* List of tasks
[1] Write out the passage from the opinion piece on Zimbabwe's 2010 budget word for word, beginning at the words "HomeOpinion2010 Economic Recovery" and stopping after "more is needed.".
[2] Continue the opinion piece on Zimbabwe's 2010 budget from its last sentence.

* Excerpt provided

-- Begin --

HomeOpinion2010 Economic Recovery Budget

2010 Economic Recovery Budget

PROVIDED that there is no last minute rescheduling, Finance minister Tendai Biti will be presenting his proposed 2010 national budget to parliament next Thursday, and Zimbabwe awaits that budget with great anxiety. 

The ongoing recovery of the economy, so very desperately needed, is largely contingent upon that budget, albeit that of even greater import for that recovery is ongoing and substantive, positive political transformation.

In his first nine months as financial czar in Zimbabwe, much that Minister Biti has done, in extraordinarily constrained circumstances, has been most commendable, and a great contributant to the first phases of economic recovery that have been progressed in 2009.  But very, very much more is needed.

A key requisite of a significant upturn of the economy is major enhancement of productivity throughout all economic sectors, and especially so within the manufacturing field.  Greater production minimises inflation, increases numbers employed and concomitant downstream economic activity, maximises exports, and minimises imports, as well as diverse other economic benefits.

However, the manufacturing sector has been tragically afflicted by innumerable constraints over the past 10 years of consistent economic downturn, only very partially ameliorated in 2009, and the 2010 budget is an opportunity to give that sector a greatly needed stimulus.

-- End --

* Data extract
-- Begin --

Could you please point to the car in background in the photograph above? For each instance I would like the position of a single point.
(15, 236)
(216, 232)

-- End --

* Expected results
[1]
HomeOpinion2010 Economic Recovery Budget

2010 Economic Recovery Budget

PROVIDED that there is no last minute rescheduling, Finance minister Tendai Biti will be presenting his proposed 2010 national budget to parliament next Thursday, and Zimbabwe awaits that budget with great anxiety. 

The ongoing recovery of the economy, so very desperately needed, is largely contingent upon that budget, albeit that of even greater import for that recovery is ongoing and substantive, positive political transformation.

In his first nine months as financial czar in Zimbabwe, much that Minister Biti has done, in extraordinarily constrained circumstances, has been most commendable, and a great contributant to the first phases of economic recovery that have been progressed in 2009.  But very, very much more is needed.

[2]
First and foremost, government needs to address the unfair competitive advantages of imports over local production.  Zimbabwean industry must not be protected against legitimate imports, but manufacturers need to be accorded a level playing field upon which to compete.

For many products this is not the case, as not only do manufacturers in other countries benefit from economies of scale, but also in many instances from immense export incentives and subsidies provided by their governments.

This is exacerbated by many products produced in the Far East entering Zimbabwe disguised as having been manufactured within Sadc, without genuinely conforming with Sadc rules of origin, and thereby avoiding the incidence of Zimbabwean custom duties.

Moreover, to some considerable extent it is possible that many products are entering Zimbabwe through unofficial channels, circumventing the incidence of customs duties and other import imposts.  Minister Biti needs to resort to twofold actions, being increases in duty levels to an extent as eliminates unfair advantage, concurrently with ensuring that the Zimbabwe Revenue Authority (Zimra) intensifies its verification of compliance with Sadc rules of origin, and of containment of smuggling.

At the same time, Minister Biti needs to introduce export incentives (not of a magnitude that Zimbabwean industry has unfair competitive advantage, but to an extent that motivates and facilitates penetration into export markets).

In addition, recognising the initial need for growth in employment, in view of the present paucity of formal sector employment, the manufacturing sector, the economy, the populace, and government, would benefit from the establishment of employment incentives.  The cost of such incentives to government would be more than exceeded by the direct and indirect taxes accruing from the increased economic activity and employment.

The minister also needs to review rates of taxation, income tax thresholds, and tax bands.  It is incomprehensible that most Zimbabwean taxes are higher than prevailing within other countries in the Region.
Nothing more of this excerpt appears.